[Point-based annotation data]
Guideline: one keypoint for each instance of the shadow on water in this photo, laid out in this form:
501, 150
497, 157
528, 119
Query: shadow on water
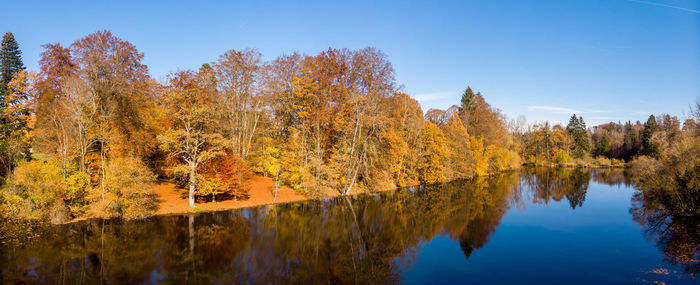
365, 239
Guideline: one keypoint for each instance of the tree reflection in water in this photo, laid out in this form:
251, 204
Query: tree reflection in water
676, 236
365, 239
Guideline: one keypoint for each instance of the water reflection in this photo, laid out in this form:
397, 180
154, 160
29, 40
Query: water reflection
676, 236
363, 240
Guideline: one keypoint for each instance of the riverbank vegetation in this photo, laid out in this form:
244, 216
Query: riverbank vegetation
90, 132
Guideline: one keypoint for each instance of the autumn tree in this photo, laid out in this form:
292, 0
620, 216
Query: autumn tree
432, 154
239, 80
53, 132
190, 135
650, 128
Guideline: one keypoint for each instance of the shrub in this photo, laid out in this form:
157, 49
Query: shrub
562, 157
37, 190
128, 190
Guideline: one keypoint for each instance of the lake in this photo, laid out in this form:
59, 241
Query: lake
545, 225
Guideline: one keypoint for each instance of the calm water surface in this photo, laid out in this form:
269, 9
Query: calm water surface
562, 226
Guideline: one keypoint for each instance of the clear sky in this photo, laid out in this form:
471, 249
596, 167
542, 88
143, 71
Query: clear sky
607, 60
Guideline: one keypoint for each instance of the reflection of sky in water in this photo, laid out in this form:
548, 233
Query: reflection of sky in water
552, 243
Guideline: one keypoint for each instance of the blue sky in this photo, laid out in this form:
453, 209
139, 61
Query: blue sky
607, 60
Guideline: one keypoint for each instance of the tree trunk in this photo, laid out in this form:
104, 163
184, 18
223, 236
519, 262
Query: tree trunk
193, 181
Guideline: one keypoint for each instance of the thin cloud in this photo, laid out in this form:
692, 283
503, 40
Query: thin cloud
566, 111
558, 110
667, 6
425, 97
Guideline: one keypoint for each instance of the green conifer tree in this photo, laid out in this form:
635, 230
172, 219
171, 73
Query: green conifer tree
10, 63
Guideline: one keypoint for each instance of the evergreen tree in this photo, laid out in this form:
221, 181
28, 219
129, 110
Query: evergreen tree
467, 103
10, 63
577, 130
603, 146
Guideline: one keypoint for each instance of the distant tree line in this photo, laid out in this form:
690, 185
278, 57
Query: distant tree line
91, 130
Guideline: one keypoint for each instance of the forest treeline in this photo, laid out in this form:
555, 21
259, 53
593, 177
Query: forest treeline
90, 131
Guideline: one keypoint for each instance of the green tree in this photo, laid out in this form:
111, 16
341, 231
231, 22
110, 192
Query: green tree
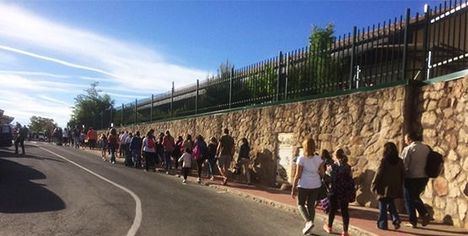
323, 67
90, 107
314, 70
41, 124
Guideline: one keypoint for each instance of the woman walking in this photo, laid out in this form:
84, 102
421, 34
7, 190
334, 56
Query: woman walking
186, 160
342, 191
244, 159
307, 180
113, 144
149, 150
212, 146
388, 185
199, 154
104, 145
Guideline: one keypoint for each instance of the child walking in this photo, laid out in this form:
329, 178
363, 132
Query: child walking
388, 185
186, 160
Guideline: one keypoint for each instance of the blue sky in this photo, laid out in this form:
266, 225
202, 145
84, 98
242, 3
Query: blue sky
51, 50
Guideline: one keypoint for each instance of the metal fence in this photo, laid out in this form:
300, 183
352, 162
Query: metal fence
404, 48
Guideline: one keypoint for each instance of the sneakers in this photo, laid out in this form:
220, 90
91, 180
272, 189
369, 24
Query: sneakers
426, 219
396, 225
327, 229
309, 225
412, 225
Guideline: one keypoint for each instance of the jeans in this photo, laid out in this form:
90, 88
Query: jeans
211, 166
167, 160
136, 158
412, 191
245, 165
309, 197
19, 141
387, 204
185, 171
112, 149
149, 159
343, 205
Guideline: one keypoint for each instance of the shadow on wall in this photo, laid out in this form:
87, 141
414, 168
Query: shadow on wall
264, 167
364, 196
19, 194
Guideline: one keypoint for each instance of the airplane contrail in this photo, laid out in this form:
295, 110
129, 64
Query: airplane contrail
55, 60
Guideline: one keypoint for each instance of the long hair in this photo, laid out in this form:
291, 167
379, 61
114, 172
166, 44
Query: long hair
390, 153
309, 147
341, 156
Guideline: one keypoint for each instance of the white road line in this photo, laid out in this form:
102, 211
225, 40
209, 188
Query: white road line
138, 213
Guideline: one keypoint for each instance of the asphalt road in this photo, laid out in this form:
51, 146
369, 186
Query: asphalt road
44, 194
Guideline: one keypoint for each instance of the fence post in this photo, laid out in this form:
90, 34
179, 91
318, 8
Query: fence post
151, 110
286, 75
196, 97
231, 74
172, 99
110, 119
405, 44
351, 64
136, 111
278, 79
121, 116
425, 68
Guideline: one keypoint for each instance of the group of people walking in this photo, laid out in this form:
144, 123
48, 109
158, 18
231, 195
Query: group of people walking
163, 151
319, 180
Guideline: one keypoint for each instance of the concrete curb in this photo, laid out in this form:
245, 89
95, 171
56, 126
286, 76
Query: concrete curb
353, 230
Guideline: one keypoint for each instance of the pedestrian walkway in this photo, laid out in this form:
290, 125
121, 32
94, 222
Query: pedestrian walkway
363, 220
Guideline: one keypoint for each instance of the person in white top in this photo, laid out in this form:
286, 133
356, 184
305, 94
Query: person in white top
149, 149
186, 160
307, 180
414, 157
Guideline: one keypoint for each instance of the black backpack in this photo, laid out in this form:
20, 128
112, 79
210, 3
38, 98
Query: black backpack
434, 163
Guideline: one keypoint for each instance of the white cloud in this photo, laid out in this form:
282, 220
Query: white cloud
23, 106
132, 65
21, 84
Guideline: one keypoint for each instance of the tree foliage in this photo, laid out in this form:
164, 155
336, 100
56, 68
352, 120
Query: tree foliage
89, 107
41, 124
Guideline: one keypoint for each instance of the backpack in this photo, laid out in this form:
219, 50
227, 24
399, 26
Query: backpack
344, 185
196, 153
434, 163
150, 143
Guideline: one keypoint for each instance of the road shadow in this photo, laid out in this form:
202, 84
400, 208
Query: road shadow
9, 152
18, 194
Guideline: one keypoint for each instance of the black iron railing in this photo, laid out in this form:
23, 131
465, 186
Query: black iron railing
405, 48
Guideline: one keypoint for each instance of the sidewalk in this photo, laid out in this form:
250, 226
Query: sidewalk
362, 222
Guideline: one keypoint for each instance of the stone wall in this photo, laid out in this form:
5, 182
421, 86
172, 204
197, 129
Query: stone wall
444, 120
360, 123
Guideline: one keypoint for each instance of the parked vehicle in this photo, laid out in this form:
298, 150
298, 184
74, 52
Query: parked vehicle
6, 135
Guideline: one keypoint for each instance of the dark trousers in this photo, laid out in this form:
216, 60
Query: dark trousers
413, 189
335, 203
19, 141
112, 151
307, 197
185, 171
387, 204
200, 166
149, 159
167, 160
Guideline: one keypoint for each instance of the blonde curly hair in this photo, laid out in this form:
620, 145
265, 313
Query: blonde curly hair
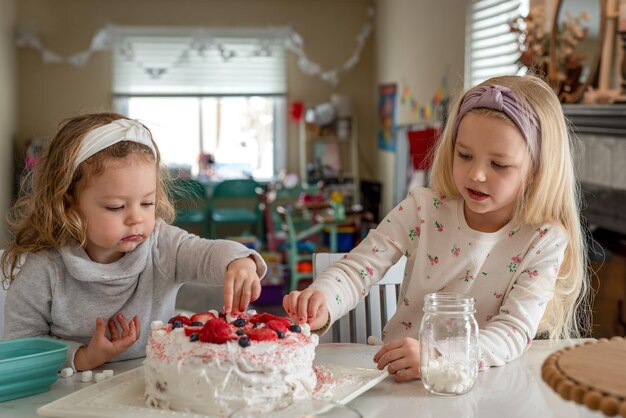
46, 214
551, 195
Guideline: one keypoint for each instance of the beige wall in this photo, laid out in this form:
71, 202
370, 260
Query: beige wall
7, 109
49, 93
417, 43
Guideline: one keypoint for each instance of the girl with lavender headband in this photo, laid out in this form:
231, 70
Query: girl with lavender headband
100, 261
499, 222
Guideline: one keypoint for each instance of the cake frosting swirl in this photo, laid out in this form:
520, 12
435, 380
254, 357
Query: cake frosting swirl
214, 364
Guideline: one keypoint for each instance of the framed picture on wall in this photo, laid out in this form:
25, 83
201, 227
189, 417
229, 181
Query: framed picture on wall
387, 116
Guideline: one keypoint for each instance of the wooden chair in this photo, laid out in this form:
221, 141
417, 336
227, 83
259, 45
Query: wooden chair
371, 314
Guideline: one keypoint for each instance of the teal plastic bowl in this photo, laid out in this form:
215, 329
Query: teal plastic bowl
29, 366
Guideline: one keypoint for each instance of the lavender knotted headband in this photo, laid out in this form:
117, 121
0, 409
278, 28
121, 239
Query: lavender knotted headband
503, 100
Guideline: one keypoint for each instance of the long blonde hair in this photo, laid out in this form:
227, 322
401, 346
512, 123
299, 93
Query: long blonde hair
551, 195
46, 215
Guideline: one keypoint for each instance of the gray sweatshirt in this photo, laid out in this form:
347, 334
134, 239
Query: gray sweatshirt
59, 293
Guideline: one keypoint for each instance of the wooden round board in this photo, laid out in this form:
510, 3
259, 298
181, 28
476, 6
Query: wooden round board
591, 374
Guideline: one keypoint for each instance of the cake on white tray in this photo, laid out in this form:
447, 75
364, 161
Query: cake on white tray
214, 364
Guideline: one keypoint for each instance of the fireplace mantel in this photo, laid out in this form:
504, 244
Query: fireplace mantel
604, 207
597, 119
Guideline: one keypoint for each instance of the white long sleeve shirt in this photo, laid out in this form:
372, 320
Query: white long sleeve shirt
59, 293
510, 273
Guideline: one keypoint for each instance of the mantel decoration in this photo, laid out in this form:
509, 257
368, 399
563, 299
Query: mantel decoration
293, 41
535, 51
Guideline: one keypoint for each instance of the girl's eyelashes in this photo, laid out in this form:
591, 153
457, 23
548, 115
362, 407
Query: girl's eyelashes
495, 164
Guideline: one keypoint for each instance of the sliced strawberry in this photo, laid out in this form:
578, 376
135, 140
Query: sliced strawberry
277, 325
182, 318
265, 317
202, 317
262, 334
190, 330
217, 331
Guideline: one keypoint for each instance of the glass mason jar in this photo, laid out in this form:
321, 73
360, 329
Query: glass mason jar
449, 354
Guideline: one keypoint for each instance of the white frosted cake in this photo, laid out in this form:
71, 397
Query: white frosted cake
214, 364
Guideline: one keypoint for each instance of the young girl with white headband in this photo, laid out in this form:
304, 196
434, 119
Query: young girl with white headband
500, 223
100, 261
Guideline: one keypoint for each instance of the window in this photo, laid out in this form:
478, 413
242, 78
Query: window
216, 92
492, 49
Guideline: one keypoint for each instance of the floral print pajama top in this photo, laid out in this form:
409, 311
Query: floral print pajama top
511, 273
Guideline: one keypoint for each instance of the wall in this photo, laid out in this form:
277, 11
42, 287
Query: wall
49, 93
417, 43
7, 109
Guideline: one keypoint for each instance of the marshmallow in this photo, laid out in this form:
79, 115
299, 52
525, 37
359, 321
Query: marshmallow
305, 329
67, 372
156, 325
86, 376
445, 376
372, 340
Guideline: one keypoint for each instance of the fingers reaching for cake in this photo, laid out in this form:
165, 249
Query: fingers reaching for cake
307, 306
401, 357
242, 285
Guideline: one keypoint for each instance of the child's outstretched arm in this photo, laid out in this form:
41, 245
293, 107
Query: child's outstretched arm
242, 284
510, 333
102, 349
307, 307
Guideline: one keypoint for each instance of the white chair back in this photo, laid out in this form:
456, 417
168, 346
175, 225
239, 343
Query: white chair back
371, 314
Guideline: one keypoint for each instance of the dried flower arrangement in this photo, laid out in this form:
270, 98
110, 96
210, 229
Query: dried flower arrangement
534, 48
533, 40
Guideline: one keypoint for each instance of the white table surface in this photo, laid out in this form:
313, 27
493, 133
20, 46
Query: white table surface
514, 390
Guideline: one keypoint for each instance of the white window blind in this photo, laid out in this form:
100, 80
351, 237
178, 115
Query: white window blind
188, 61
492, 49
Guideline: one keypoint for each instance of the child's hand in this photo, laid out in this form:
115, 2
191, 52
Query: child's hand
242, 285
101, 349
308, 306
402, 358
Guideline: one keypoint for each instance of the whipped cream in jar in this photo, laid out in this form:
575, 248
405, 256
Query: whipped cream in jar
449, 353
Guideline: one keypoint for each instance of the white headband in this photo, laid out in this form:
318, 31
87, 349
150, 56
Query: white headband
117, 131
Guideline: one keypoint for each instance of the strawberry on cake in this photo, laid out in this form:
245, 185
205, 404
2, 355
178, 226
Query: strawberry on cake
213, 363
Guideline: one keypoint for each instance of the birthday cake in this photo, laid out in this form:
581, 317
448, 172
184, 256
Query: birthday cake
213, 364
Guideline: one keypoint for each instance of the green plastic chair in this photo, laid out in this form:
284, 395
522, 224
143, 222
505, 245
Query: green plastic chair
299, 226
191, 203
236, 201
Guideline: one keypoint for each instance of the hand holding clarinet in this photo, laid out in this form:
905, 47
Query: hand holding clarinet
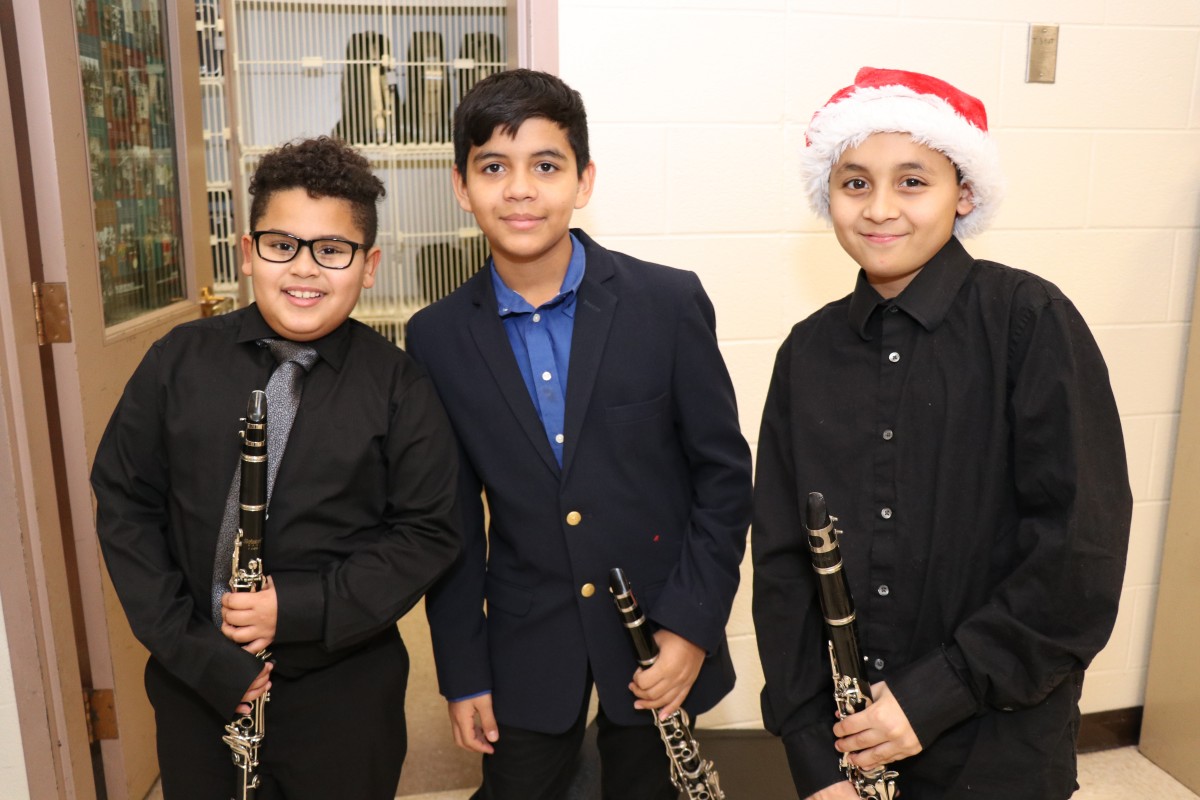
871, 727
690, 774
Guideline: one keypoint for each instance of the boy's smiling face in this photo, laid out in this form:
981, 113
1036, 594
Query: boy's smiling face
299, 299
893, 204
522, 190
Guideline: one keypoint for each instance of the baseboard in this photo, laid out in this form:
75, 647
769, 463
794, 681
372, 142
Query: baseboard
751, 762
1109, 729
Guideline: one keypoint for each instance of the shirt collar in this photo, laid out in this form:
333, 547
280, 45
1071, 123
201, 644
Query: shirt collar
509, 302
929, 296
331, 348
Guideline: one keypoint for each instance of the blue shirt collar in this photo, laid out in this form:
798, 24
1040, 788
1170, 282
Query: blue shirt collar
509, 302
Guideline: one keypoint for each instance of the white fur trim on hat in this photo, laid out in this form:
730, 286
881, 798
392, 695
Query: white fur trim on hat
849, 120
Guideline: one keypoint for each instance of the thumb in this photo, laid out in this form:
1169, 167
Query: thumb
487, 722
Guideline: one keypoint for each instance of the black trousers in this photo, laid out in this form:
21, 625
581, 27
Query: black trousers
333, 733
531, 765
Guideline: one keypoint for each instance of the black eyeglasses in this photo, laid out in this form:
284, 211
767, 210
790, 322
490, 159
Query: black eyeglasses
281, 248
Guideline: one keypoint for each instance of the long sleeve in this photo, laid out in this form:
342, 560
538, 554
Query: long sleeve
699, 594
131, 481
797, 699
1055, 607
455, 605
352, 599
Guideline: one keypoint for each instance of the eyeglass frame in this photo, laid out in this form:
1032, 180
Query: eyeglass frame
306, 242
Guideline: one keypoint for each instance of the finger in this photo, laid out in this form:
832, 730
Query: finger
487, 723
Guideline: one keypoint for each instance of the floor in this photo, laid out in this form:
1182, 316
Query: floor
1111, 775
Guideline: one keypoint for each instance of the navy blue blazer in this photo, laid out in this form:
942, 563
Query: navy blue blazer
655, 479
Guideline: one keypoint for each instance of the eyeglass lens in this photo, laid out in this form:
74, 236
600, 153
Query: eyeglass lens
331, 253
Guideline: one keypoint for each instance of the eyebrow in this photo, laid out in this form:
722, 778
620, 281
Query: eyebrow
550, 152
909, 166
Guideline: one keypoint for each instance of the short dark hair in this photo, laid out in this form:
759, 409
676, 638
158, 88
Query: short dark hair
505, 100
323, 167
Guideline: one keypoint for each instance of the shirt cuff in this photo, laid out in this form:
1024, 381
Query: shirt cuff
933, 695
300, 614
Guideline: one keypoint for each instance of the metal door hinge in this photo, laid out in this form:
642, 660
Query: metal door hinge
51, 312
100, 713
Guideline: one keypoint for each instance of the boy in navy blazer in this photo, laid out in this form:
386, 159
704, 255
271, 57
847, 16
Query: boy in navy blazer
594, 411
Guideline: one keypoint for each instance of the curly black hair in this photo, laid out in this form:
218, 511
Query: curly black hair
505, 100
324, 167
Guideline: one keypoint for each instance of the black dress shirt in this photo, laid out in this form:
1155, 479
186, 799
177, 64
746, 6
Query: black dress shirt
966, 435
361, 515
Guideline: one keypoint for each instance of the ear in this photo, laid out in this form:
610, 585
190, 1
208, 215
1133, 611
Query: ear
966, 199
460, 188
371, 265
587, 182
247, 256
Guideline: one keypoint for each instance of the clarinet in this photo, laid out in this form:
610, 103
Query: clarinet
690, 774
245, 733
851, 689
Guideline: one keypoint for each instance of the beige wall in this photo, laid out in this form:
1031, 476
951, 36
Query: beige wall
697, 112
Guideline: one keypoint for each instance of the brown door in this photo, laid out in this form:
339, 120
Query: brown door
109, 142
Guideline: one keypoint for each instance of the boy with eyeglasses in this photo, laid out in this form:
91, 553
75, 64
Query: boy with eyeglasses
360, 516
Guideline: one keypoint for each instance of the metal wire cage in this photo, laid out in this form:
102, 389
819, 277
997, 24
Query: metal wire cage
382, 76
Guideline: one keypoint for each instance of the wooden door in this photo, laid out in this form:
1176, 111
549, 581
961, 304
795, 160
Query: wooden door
112, 158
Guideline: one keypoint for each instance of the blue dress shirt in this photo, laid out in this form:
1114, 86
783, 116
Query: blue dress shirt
541, 343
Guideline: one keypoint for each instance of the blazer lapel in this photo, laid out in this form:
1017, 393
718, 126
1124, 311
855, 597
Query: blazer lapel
492, 341
594, 311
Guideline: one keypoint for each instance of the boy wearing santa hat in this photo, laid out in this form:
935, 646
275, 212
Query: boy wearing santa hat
958, 417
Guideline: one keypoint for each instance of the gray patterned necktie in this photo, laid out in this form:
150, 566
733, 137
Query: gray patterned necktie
283, 392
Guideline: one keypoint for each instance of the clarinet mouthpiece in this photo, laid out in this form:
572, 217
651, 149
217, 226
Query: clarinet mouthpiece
816, 515
256, 407
617, 582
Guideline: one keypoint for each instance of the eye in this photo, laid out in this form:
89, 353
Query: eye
333, 247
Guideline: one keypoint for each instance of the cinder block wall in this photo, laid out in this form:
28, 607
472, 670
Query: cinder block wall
697, 112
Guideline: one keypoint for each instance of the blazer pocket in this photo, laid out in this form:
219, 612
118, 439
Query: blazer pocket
635, 411
508, 597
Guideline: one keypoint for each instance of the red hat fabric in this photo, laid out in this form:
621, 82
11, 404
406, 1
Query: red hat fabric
931, 110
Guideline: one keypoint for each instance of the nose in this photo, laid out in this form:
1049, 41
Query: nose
305, 263
881, 205
521, 186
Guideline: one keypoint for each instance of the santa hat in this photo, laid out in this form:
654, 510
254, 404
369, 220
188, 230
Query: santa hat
933, 112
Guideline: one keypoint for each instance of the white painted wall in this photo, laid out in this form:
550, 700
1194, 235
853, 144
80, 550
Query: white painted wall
13, 782
697, 112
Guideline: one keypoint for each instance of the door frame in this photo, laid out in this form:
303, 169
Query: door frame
60, 584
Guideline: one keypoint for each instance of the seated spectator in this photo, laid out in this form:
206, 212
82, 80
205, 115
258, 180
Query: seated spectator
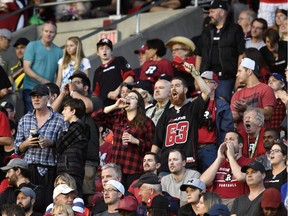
171, 183
277, 176
194, 189
271, 204
25, 198
206, 201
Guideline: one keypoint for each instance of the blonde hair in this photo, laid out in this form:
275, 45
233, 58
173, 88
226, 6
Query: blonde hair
79, 55
64, 209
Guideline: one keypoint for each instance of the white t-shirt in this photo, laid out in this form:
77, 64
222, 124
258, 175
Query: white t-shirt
69, 70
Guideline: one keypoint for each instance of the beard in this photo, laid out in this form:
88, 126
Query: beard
179, 100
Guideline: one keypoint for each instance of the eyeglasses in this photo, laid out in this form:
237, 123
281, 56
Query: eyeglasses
274, 151
177, 49
131, 98
109, 190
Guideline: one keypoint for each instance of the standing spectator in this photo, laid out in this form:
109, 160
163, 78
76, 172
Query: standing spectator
254, 94
171, 183
258, 27
110, 74
277, 176
26, 198
224, 175
71, 145
220, 48
178, 126
73, 60
194, 188
244, 20
133, 133
275, 52
5, 38
156, 65
248, 204
39, 151
17, 72
40, 62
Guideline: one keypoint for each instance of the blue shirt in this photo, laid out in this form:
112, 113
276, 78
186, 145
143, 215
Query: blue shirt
51, 129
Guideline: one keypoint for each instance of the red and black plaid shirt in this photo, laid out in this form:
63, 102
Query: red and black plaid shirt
129, 158
278, 114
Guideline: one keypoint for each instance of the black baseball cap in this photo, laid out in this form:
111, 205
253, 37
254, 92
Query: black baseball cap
147, 178
105, 41
255, 165
40, 89
22, 41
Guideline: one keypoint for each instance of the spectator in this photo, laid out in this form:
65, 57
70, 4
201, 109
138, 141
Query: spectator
5, 39
274, 48
171, 183
271, 204
110, 74
229, 39
265, 100
270, 136
258, 27
244, 20
16, 73
71, 145
43, 68
277, 176
26, 197
224, 175
156, 65
162, 96
248, 204
184, 115
183, 48
206, 201
133, 133
194, 189
216, 121
43, 169
73, 60
277, 83
18, 175
113, 192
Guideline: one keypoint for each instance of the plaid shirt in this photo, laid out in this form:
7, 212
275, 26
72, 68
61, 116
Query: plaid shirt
51, 129
278, 114
129, 158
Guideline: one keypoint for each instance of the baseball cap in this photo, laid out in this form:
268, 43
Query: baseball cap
158, 201
142, 49
147, 178
255, 165
27, 191
210, 75
117, 185
181, 40
219, 209
16, 162
128, 203
194, 183
81, 75
248, 63
7, 105
22, 41
40, 89
6, 33
278, 77
105, 41
143, 84
271, 198
62, 189
219, 4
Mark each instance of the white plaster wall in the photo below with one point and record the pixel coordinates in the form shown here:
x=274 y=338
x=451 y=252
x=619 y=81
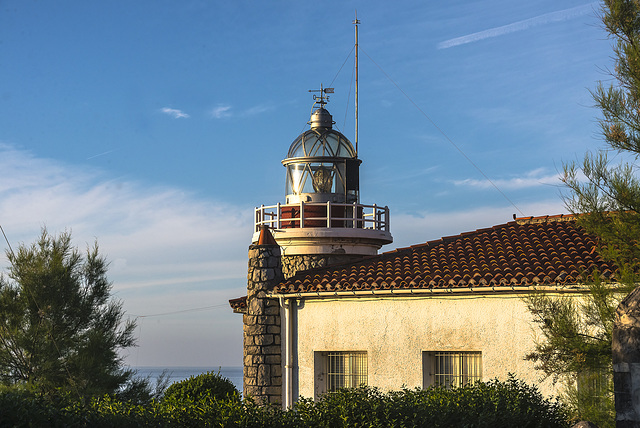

TASK TO CARRY OUT: Pull out every line in the entries above that contains the string "walkway".

WRITTEN ANSWER:
Guideline: one keypoint for each instance of the pedestrian walkway in this photo, laid out in this form:
Query: pedestrian walkway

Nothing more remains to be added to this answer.